• About this task: Take the line that contains "Expected: one point per instance of the shrub, reported" as the start and the last line of the entries as the end, and print both and everything between them exactly, without the pictures.

• Material to process:
--------------------------------------------------
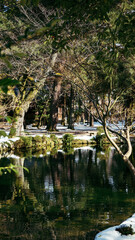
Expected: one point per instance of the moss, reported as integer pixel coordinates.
(18, 111)
(125, 230)
(23, 142)
(37, 142)
(54, 139)
(101, 138)
(44, 140)
(3, 133)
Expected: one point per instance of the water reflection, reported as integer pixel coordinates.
(68, 196)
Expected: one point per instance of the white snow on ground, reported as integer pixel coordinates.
(6, 139)
(83, 137)
(112, 234)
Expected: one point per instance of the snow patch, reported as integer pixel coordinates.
(113, 234)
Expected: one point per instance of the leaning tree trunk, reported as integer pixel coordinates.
(125, 156)
(19, 111)
(18, 123)
(54, 104)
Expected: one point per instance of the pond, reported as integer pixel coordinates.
(64, 196)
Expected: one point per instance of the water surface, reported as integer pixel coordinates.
(65, 196)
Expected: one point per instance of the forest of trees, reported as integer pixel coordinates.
(74, 56)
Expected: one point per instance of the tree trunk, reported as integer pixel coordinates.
(19, 111)
(70, 117)
(18, 123)
(127, 155)
(54, 105)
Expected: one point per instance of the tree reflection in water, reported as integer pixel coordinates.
(69, 196)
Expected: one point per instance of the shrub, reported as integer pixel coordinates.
(2, 133)
(12, 132)
(67, 139)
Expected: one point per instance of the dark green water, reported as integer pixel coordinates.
(65, 196)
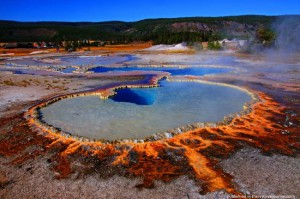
--------------------------------------------------
• Your solution:
Expected: one point per instance of the shrub, reported as integer pixel coordinates.
(2, 133)
(12, 132)
(67, 139)
Expected: one point per instance of the dark green water, reported as integer pixel coordinates.
(65, 196)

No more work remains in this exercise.